Exercise 1:
According to the RSU settlement provisions, what happens to a vested RSU whose Unit Settlement Notice has not been delivered before the last day of the Unit Restriction Period?

Page extract:
-------------------------
Subject to the vesting and other conditions and provisions set forth herein and in the RSU Agreement, the Board shall determine whether each RSU awarded to a Participant shall entitle the Participant: (i) to receive one (1) Subordinate Voting Share issued from treasury or purchased on the open market; (ii) to receive the Cash Equivalent of one (1) Subordinate Voting Share; or (iii) to elect to receive either one (1) Subordinate Voting Share from treasury or purchased on the open market, the Cash Equivalent of one (1) Subordinate Voting Share or a combination of cash and Subordinate Voting Shares.

 

- 18 -


Table of Contents
  6.2.4

RSUs shall be settled by the Participant at any time beginning on the first Business Day following the RSU Vesting Date but no later than the last day of the Unit Restriction Period.

 

6.3

Settlement of RSUs

 

  6.3.1

Except as otherwise provided in the RSU Agreement and subject to Section 8.3.1:

 

  (a)

all of the vested RSUs covered by a particular grant may, be settled at on any day (each such day being a “RSU Settlement Date”) on or before the last day of the Unit Restriction Period by delivering a Unit Settlement Notice in respect of any or all vested RSUs held by such Participant; and

 

  (b)

any vested RSU for which no Unit Settlement Notice has been delivered prior to the last day of the Unit Restriction Period, shall be automatically settled on the last day of the Unit Restriction Period.

 

  6.3.2

Subject to Section 4.4.4, settlement of RSUs shall take place promptly following the RSU Settlement Date and, for greater certainty, before the last day of the Unit Restriction Period through:

 

  (a)

in the case of settlement of RSUs for their Cash Equivalent, delivery of a cheque to the Participant representing the Cash Equivalent;

 

  (b)
-------------------------
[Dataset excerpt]
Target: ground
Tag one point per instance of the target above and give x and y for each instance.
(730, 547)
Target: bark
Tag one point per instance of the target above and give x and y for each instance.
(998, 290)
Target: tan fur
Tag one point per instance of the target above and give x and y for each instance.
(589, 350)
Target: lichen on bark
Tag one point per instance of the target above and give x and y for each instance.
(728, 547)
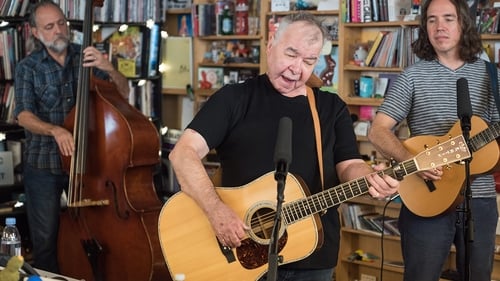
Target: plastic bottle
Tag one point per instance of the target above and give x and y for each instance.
(11, 239)
(241, 17)
(179, 277)
(226, 21)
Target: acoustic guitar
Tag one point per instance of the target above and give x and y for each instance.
(431, 198)
(190, 246)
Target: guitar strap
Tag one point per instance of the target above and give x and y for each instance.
(492, 72)
(317, 132)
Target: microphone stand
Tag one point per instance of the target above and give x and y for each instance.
(469, 221)
(274, 258)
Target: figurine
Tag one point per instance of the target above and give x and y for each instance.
(360, 55)
(11, 271)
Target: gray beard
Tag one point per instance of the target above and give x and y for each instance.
(58, 46)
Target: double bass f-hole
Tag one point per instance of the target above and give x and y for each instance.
(123, 215)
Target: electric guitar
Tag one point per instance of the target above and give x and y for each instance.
(191, 247)
(431, 198)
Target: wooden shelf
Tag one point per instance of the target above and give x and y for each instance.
(231, 65)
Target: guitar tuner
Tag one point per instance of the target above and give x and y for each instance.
(398, 171)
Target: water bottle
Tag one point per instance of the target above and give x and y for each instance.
(11, 239)
(179, 277)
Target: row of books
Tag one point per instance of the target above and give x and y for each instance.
(488, 20)
(13, 47)
(392, 48)
(14, 8)
(117, 10)
(7, 102)
(364, 217)
(375, 10)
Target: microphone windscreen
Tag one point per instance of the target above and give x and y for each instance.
(464, 108)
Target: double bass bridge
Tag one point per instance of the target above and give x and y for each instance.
(88, 203)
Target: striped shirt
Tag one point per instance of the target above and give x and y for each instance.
(425, 94)
(47, 89)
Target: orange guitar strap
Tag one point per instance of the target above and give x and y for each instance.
(317, 132)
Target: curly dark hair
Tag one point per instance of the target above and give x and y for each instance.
(470, 42)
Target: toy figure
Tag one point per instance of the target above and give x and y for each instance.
(11, 271)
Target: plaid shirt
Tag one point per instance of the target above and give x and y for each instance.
(48, 90)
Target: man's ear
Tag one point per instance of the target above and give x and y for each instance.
(34, 32)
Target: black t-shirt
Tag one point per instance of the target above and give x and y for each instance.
(240, 122)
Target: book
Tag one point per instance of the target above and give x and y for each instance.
(381, 84)
(178, 4)
(396, 9)
(185, 25)
(210, 77)
(154, 46)
(177, 62)
(374, 47)
(366, 84)
(391, 77)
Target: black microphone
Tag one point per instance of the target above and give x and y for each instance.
(464, 108)
(283, 147)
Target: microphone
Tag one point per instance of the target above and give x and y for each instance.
(283, 147)
(464, 108)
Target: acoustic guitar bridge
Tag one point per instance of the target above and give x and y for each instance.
(227, 252)
(430, 185)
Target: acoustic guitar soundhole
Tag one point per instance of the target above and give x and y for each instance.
(254, 251)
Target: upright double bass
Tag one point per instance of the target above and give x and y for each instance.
(108, 231)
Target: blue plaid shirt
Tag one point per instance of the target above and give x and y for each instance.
(48, 90)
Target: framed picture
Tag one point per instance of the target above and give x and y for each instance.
(177, 62)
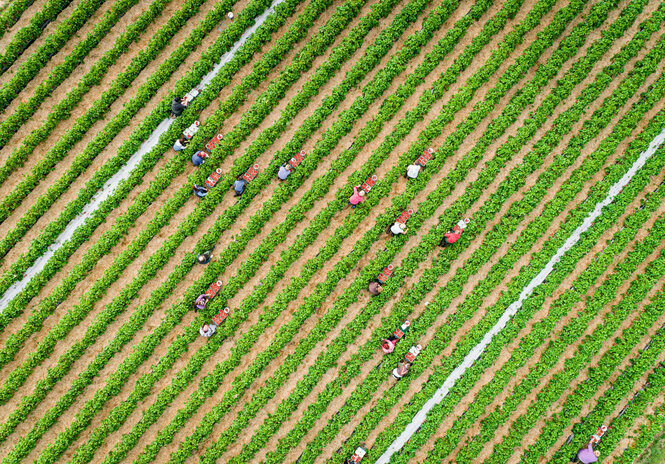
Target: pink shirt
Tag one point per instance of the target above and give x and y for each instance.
(356, 198)
(586, 455)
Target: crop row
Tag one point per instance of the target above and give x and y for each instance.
(623, 385)
(647, 433)
(348, 13)
(250, 269)
(539, 333)
(13, 11)
(273, 416)
(634, 409)
(114, 271)
(574, 76)
(51, 231)
(217, 50)
(25, 36)
(532, 161)
(83, 124)
(499, 342)
(351, 370)
(530, 201)
(600, 374)
(342, 201)
(59, 73)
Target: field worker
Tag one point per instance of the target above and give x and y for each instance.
(207, 330)
(177, 107)
(199, 158)
(398, 228)
(388, 345)
(239, 186)
(588, 455)
(401, 370)
(375, 288)
(284, 171)
(412, 171)
(449, 238)
(357, 197)
(205, 257)
(200, 303)
(200, 191)
(180, 144)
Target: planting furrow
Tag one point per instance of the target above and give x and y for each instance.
(370, 426)
(558, 309)
(25, 36)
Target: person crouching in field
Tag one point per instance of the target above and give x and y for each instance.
(357, 197)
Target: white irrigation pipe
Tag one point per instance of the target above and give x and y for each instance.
(124, 172)
(477, 350)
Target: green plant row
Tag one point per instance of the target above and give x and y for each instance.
(112, 128)
(621, 387)
(647, 434)
(539, 334)
(599, 375)
(148, 415)
(533, 161)
(63, 329)
(11, 14)
(343, 199)
(253, 442)
(635, 409)
(590, 129)
(430, 352)
(45, 349)
(160, 404)
(61, 110)
(563, 83)
(157, 261)
(25, 36)
(202, 356)
(52, 230)
(59, 73)
(349, 13)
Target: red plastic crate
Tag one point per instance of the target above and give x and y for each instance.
(297, 158)
(369, 183)
(214, 289)
(404, 216)
(223, 314)
(213, 178)
(251, 173)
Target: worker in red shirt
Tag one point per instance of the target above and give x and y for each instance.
(449, 238)
(588, 455)
(357, 197)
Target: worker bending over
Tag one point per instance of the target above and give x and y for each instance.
(199, 158)
(412, 171)
(357, 197)
(200, 191)
(177, 107)
(587, 455)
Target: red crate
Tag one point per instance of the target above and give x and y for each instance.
(297, 158)
(223, 314)
(214, 177)
(368, 184)
(214, 141)
(425, 157)
(213, 289)
(404, 216)
(251, 173)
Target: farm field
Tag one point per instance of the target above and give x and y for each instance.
(538, 127)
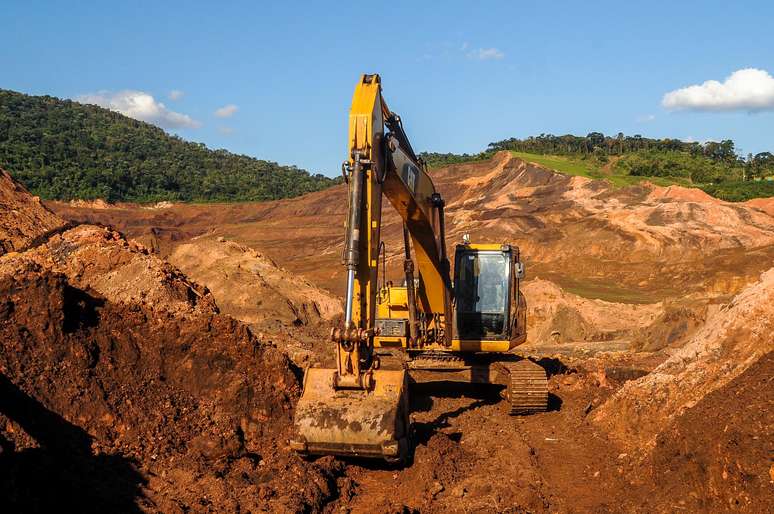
-------------------------
Exercise 2:
Rewrite the rows from the line containing "Target: farm field" down to the end of the rows, both ends included, with the requests kept and -66 added to every coordinate in the answers. Leave out the pictures.

Exercise result 1:
It is automatically settled on the last day of the Unit Restriction Period.

Exercise result 2:
Target: farm field
Tag one point per instance of the target above and give x and y for each instance.
(472, 61)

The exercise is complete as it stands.